***** DOCUMENT PASSAGE
The root of this handsome native North American tree was one of the first exports to Europe — and possibly the first medicinal herb — from the North American colonies. Sassafras bears clusters of aromatic yellow-green flowers, followed by distinctive “mitten-shaped” leaves that turn bright yellow or orange in fall.
Native American tribes of the eastern woodlands and colonial settlers used the tree’s root bark to make a soothing tea taken as a spring tonic and as a remedy for circulatory, digestive, and respiratory disorders, as well as skin conditions. The leaves were also used to flavor food.
Common Name: Sassafras
Description: Tree or large shrub, up to 50 feet tall; leaves have two or three distinct lobes; rough, gray, furrowed bark; clusters of yellow-green flowers are followed by pea-size blue fruits
Hardiness: To Zone 5
Flowering: Spring, before leaves appear
Parts Used: Leaves and root bark
Range/Habitat: Native to eastern North America; dry, sandy soils along the edges of woods
Sassafras oil was used to flavor foods, root beer, and chewing gum until the FDA banned its use in commercially prepared foods after studies showed that safrole, a major ingredient in sassafras oil, is a carcinogen. Today, safrole is removed from sassafras extracts to make them safe for use in foods.
When mixed with water, the finely ground leaves of sassafras (known as filé) make a flavorful thickener for soups and stews, such as the Cajun dish gumbo. Sassafras leaves contain relatively little safrole; using a pinch of filé powder in cooking is generally considered harmless.
This plant has a long tradition of use in Native American medicine as a general tonic and as a healing poultice and wash for treating skin conditions such as bee stings, burns, and measles. Although the herb should not be taken internally unless the safrole has been removed, sassafras preparations are still used externally to treat skin irritations such as insect bites, eczema, psoriasis, and poison oak and ivy.
Sassafras adds spectacular foliage color — shades of yellow, orange, and red — to the fall landscape, and the tree’s young leaves have a pleasant citrus fragrance. Sassafras is ideal for naturalizing in poor, rocky soils or damp locations.
How to grow it
Plant sassafras in moist, well-drained, acidic soil in full sun or partial shade. The trees have long taproots, and only the smallest trees transplant successfully. For commercial use, the roots are harvested in spring before the leaves appear or in autumn after the leaves have fallen. Propagate sassafras from root cuttings or suckers taken from mature trees.
**********
***** LISTED ENTRIES
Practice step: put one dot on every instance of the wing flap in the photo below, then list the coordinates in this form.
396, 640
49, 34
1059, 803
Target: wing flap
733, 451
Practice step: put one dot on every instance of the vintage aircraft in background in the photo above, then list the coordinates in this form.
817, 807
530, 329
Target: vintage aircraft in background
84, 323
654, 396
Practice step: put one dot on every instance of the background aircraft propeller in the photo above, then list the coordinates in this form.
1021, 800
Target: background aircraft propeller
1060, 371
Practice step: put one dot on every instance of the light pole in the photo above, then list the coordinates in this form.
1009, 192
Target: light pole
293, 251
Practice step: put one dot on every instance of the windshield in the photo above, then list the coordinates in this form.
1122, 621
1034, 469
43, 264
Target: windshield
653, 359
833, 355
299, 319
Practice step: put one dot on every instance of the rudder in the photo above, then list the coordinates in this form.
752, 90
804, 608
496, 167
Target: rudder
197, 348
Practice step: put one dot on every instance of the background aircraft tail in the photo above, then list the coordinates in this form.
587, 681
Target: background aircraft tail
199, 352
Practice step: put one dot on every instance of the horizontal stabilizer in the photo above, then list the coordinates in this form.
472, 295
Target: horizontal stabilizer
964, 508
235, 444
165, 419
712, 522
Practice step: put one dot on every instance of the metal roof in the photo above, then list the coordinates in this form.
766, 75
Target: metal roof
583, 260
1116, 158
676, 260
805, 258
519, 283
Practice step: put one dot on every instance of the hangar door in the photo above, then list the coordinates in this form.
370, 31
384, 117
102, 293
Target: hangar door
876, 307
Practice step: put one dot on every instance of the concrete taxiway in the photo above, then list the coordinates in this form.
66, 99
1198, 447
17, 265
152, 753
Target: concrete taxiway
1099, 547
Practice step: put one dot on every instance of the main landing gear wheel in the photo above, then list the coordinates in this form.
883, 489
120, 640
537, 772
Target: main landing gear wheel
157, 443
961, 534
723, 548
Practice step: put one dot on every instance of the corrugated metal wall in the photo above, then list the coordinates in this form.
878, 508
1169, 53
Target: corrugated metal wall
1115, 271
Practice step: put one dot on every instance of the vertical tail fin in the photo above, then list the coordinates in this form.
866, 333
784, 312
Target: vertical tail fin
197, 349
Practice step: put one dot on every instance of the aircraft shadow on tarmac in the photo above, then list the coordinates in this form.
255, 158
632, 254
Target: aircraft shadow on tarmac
**********
### EXERCISE 1
Print the portion of the sassafras profile starting at "When mixed with" and ending at "generally considered harmless.".
### EXERCISE 2
Decide whether each statement agrees with the sassafras profile, answering yes or no and quoting the words of the profile that settle it: (a) Sassafras flowers in spring before its leaves appear. (b) Large, mature sassafras trees transplant successfully. (c) Sassafras leaves contain a large amount of safrole.

### PROBLEM SOLUTION 1
When mixed with water, the finely ground leaves of sassafras (known as filé) make a flavorful thickener for soups and stews, such as the Cajun dish gumbo. Sassafras leaves contain relatively little safrole; using a pinch of filé powder in cooking is generally considered harmless.

### PROBLEM SOLUTION 2
(a) Yes: "Flowering: Spring, before leaves appear"
(b) No: "only the smallest trees transplant successfully"
(c) No: "Sassafras leaves contain relatively little safrole"